_Source passage_
[Start of Attachment]
On November 23, 1963, Hindley approached 12-year-old John Kilbride in Ashton-under-Lyne, Lancs, and offered him a lift home. Brady told John he would give him some sherry, but they would have to stop by at the Moor first. He sexually assaulted the boy and attempted to slit his throat with a six-inch serrated blade before fatally strangling him with a piece of string.
On June 16, 1964, Keith Bennett, 12, was on his way to his grandmother’s house when Hindley lured him into her van. She drove to a lay-by on the Moor and Brady took the boy while Hindley kept watch. Brady reappeared 30 minutes later having sexually assaulted and strangled Keith. His body was never found.
On Boxing day, the couple visited a fairground and came across Lesley Ann Downey, 10. They approached her and lured her back to their house, where she was undressed, gagged and forced to pose for photographs before being raped and killed. The following morning Brady and Hindley drove with Downey’s body to Saddleworth Moor, where she was buried, naked with her clothes at her feet, in a shallow grave.
On 6 October 1965 Brady met Edward Evans, a 17-year-old apprentice engineer Edward Evans, at Manchester Central railway station. He invited him to his home where Brady beat him to death with an axe. The murders ended only after they were arrested and then jailed for life for three murders in 1966. Later, over 20 years after their arrest, they confessed to two more murders.
At the Moors Murders trial, they played the tape Ian Brady made of the screams of Lesley Anne Downey as she begged for her life and called for her mummy. In court, Brady was asked why he made two copies of that tape, which was found in the left luggage locker at Manchester railway station. Brady replied:
"Because it was interesting and unusual."
[End of Attachment]
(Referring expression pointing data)
[Start of Attachment]
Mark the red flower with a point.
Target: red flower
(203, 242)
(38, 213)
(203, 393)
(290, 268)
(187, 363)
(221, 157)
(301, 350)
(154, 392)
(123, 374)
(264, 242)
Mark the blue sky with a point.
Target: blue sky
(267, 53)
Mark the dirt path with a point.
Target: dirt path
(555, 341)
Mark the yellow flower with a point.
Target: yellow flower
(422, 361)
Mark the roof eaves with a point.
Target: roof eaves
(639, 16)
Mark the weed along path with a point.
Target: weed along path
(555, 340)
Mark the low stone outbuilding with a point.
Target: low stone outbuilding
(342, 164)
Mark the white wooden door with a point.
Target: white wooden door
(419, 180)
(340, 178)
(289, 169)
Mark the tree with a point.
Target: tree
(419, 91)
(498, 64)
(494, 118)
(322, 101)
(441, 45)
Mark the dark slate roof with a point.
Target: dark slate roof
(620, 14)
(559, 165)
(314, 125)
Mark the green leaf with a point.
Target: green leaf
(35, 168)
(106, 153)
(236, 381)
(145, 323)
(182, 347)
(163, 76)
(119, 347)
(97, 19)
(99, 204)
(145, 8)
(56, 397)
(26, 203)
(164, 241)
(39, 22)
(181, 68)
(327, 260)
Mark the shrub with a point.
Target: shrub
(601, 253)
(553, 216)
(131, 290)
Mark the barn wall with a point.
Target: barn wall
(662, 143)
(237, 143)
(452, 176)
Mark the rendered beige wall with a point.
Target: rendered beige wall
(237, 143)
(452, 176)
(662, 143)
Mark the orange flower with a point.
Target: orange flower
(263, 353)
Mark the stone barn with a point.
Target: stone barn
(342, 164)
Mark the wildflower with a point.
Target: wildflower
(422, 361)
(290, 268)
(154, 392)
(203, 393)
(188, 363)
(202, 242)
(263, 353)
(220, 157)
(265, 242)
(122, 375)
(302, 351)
[End of Attachment]
_Work item A_
In the passage on the Moors murders, where was the tape of Lesley Ann Downey found?
_Work item B_
Extend the passage on the Moors murders by continuing it from the point where it stops.

_Response area A_
It was found in the left luggage locker at Manchester railway station.

_Response area B_
In 1985, Brady was transferred from jail to Ashworth. For years, he was placed on suicide watch and in 1999, he went on hunger strike in protest at being declared insane. Since then he has been kept alive by being force-fed a liquid diet by nasal tube. In 2013, Brady went before a mental health tribune in which he claimed he was no longer a paranoid schizophrenic and should be moved to a jail in his native Scotland and allowed to die. He lost the ruling and was returned to Ashworth.
Brady made his deteriorating health known to a friend of his in a letter in which he revealed that he was suffering a lung and chest condition.
"I’m still bedridden and have been for over two years," he wrote in the letter. "It is terminal."
With Brady's death, hopes of ever finding the body of Keith Bennett dwindles. Brian Masters, a criminologist, revealed that Brady refused to reveal to the victim's family where their son was buried because he simply did not care. He said that Brady was the kind of person who never cared about anyone else or their feelings, except himself, and he was that way even up till his death.